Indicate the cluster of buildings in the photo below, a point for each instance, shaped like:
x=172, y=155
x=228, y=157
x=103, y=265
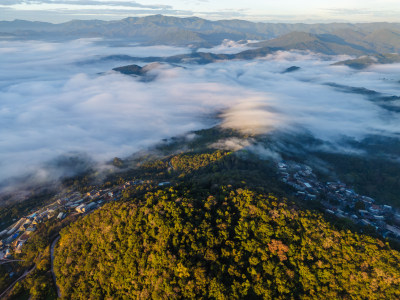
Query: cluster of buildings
x=340, y=200
x=15, y=236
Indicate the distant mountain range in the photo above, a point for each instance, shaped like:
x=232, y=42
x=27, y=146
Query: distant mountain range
x=368, y=60
x=334, y=38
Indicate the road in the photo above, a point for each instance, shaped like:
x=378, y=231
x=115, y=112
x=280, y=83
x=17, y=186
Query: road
x=52, y=265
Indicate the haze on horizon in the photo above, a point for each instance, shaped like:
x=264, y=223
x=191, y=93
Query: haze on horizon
x=289, y=11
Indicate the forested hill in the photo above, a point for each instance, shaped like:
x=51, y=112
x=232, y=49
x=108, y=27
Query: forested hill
x=202, y=238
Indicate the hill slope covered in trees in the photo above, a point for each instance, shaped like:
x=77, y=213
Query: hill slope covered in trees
x=185, y=241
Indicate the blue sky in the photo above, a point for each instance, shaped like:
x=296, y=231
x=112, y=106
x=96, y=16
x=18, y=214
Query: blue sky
x=309, y=11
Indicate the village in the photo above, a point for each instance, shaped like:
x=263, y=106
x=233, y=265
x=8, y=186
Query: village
x=15, y=236
x=340, y=200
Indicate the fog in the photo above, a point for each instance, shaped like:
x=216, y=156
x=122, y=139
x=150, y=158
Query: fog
x=52, y=104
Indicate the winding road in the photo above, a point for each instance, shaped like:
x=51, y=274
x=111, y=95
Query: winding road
x=20, y=278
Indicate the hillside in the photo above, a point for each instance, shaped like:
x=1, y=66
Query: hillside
x=197, y=32
x=189, y=242
x=366, y=61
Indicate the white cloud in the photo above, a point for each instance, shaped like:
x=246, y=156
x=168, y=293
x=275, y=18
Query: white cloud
x=52, y=104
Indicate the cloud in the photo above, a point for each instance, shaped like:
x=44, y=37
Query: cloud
x=53, y=105
x=228, y=47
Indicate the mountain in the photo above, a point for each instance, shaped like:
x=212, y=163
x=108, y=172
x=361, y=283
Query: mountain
x=366, y=61
x=218, y=228
x=159, y=29
x=351, y=43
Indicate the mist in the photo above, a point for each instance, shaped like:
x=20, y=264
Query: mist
x=52, y=104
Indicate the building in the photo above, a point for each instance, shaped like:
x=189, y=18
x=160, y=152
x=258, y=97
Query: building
x=89, y=207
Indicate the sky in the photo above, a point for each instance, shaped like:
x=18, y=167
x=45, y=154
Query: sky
x=308, y=11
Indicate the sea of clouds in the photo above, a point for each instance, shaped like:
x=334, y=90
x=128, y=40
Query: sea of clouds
x=52, y=103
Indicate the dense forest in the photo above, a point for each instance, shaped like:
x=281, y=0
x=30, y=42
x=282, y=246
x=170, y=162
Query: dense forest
x=234, y=243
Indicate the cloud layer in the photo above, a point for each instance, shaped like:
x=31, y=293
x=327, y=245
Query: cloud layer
x=52, y=104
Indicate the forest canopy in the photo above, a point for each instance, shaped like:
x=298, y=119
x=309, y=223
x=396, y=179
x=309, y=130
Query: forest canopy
x=235, y=243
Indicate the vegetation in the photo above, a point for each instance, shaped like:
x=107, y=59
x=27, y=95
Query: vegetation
x=230, y=244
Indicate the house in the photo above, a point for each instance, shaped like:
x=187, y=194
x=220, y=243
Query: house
x=79, y=208
x=89, y=207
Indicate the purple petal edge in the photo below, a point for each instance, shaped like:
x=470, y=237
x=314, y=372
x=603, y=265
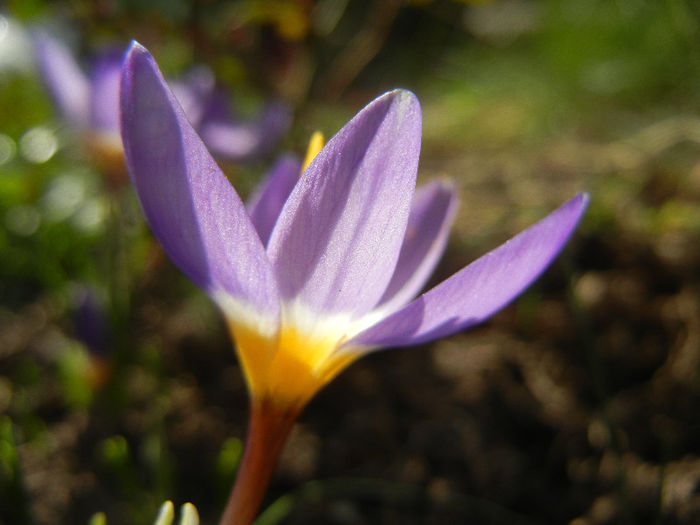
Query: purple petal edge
x=267, y=201
x=338, y=237
x=190, y=205
x=481, y=289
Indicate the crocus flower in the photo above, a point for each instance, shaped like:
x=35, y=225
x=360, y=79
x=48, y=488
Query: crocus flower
x=322, y=268
x=90, y=103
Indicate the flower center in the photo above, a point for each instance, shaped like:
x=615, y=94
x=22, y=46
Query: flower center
x=289, y=369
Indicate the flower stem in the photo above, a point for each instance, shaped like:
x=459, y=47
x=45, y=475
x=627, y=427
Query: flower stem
x=268, y=429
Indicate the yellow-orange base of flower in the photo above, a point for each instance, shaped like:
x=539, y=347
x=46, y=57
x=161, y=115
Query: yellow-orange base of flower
x=290, y=368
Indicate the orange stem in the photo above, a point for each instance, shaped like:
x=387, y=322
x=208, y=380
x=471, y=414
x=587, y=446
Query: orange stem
x=267, y=431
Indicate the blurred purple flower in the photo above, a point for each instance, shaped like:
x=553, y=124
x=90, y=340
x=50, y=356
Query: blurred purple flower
x=321, y=268
x=91, y=103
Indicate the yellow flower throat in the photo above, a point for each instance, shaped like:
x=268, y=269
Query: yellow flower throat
x=290, y=368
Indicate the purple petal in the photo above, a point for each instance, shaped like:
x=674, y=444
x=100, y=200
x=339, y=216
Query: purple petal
x=190, y=205
x=66, y=83
x=268, y=199
x=104, y=96
x=338, y=238
x=482, y=288
x=432, y=213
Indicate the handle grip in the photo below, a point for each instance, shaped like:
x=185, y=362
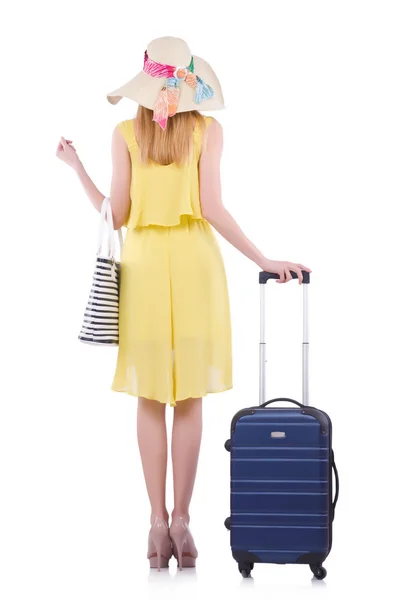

•••••

Exercise task → Repeat every one of the records above word for word, and leave the pictures out of your answer.

Answer for this exercise →
Indicate the cluster of buildings in the photo below, a point for each instance, shaped like:
x=172, y=155
x=228, y=157
x=103, y=265
Query: cluster of buildings
x=340, y=200
x=15, y=236
Indicate the distant mountain range in the photo above, a point for each instance, shaped like:
x=232, y=42
x=27, y=146
Query: distant mountain range
x=368, y=60
x=334, y=38
Indicate the road in the photo above, a point for each instance, shaped like:
x=378, y=231
x=115, y=112
x=280, y=83
x=17, y=186
Query: road
x=52, y=265
Indicate the haze on horizon in the photo above, a point for each instance, shaped like:
x=264, y=223
x=191, y=93
Query: haze on horizon
x=289, y=11
Indicate the forested hill in the photo above, a point for each instance, shaped like:
x=51, y=112
x=232, y=49
x=108, y=27
Query: forested hill
x=202, y=238
Indicate the hill slope covered in trees in the photo above, a point for each instance, shaped like:
x=77, y=213
Query: hill slope covered in trees
x=185, y=241
Indicate the blue sky in the photo above, a point for each instance, shaped like:
x=296, y=231
x=112, y=106
x=96, y=16
x=18, y=214
Query: blue sky
x=309, y=11
Indicate the village in the photo above, a point for each instance, shaped like:
x=263, y=106
x=233, y=265
x=8, y=186
Query: village
x=15, y=236
x=340, y=200
Indicate the fog in the photo above, a point for each instance, shaped like:
x=216, y=156
x=122, y=139
x=150, y=158
Query: fog
x=52, y=104
Indicate the winding road in the photo above, a point for each instance, shaped like:
x=51, y=274
x=111, y=95
Query: winding road
x=20, y=278
Indicate the hillside in the photo above, a point for each instance, shaped like:
x=1, y=66
Query: hillside
x=197, y=32
x=189, y=242
x=366, y=61
Indicate the white cloud in the photo above, a point for each instance, shaped like:
x=246, y=156
x=168, y=293
x=275, y=18
Query: white cloud
x=52, y=104
Indicate the cloud in the photo above, a point for each instance, shaped like:
x=44, y=37
Query: cloud
x=53, y=105
x=228, y=47
Indicate the mountain in the photo above, a point for each instance, shaped like:
x=212, y=163
x=108, y=172
x=361, y=283
Query: mountain
x=366, y=61
x=218, y=228
x=159, y=29
x=351, y=43
Indicate the mist in the photo above, a point for each instance, shaped like:
x=20, y=264
Query: mist
x=52, y=104
Indicate the building in the photo above, a point for each instance, shaped like:
x=189, y=18
x=160, y=152
x=258, y=97
Query: building
x=89, y=207
Indicate the sky in the photo above, a point for each instance, shaped like:
x=18, y=167
x=45, y=154
Query: sky
x=308, y=11
Indicate the sea of clouds in the photo above, a point for each instance, shaped like:
x=334, y=90
x=128, y=40
Query: sea of clouds
x=52, y=103
Indicate the dense forest in the photo above, a point for each instance, shaped like:
x=281, y=0
x=30, y=42
x=282, y=246
x=170, y=162
Query: dense forest
x=234, y=243
Indicate the cloud layer in the photo above, a point for each instance, shaped like:
x=31, y=293
x=327, y=245
Query: cloud layer
x=52, y=104
Indicate the forest canopy in the photo above, a point for each instance, shaped like:
x=298, y=119
x=309, y=223
x=396, y=179
x=309, y=130
Query: forest canopy
x=235, y=243
Indicate the vegetation in the photo above, a point for each instance, shaped like:
x=107, y=59
x=27, y=95
Query: vegetation
x=230, y=244
Indicate the house in the photo above, a point for each instance, shaped like:
x=187, y=194
x=220, y=243
Query: house
x=79, y=208
x=89, y=207
Indicate the purple petal edge in the photo below, a point for each instance, shaped like:
x=470, y=237
x=314, y=372
x=603, y=265
Query: purple petal edge
x=267, y=201
x=338, y=237
x=190, y=205
x=481, y=289
Indicate the crocus flower in the photo above, a point for each instance, shaped like:
x=35, y=225
x=360, y=79
x=48, y=488
Query: crocus flower
x=322, y=268
x=90, y=103
Indicate the flower center in the photo above, a point for each instance, shaped like:
x=615, y=94
x=22, y=46
Query: flower center
x=289, y=369
Indicate the flower stem in the photo above, a point for each instance, shaped like:
x=459, y=47
x=45, y=475
x=627, y=427
Query: flower stem
x=268, y=429
Indicate the yellow-orange base of flower in the photo above, a point for each instance, shaped like:
x=539, y=347
x=46, y=57
x=161, y=115
Query: yellow-orange base of flower
x=290, y=368
Indicate the orange stem in the photo above, a point for each instance, shaped like:
x=387, y=322
x=208, y=380
x=471, y=414
x=587, y=446
Query: orange stem
x=267, y=431
Indicate the blurred purple flower in the photo above, a point for each instance, shaped like:
x=553, y=124
x=90, y=340
x=50, y=356
Query: blurred purple flower
x=321, y=268
x=91, y=103
Indicate the yellow flower throat in the photo above, a point for each instance, shaped like:
x=268, y=269
Query: yellow flower throat
x=290, y=368
Indicate the purple petal in the photo above, a point for each instance, shaped like:
x=674, y=444
x=100, y=200
x=339, y=216
Query: purple petal
x=190, y=205
x=66, y=83
x=268, y=199
x=104, y=96
x=338, y=238
x=482, y=288
x=432, y=213
Indicate the handle grip in the photo below, a point for each instance, shaped like:
x=185, y=362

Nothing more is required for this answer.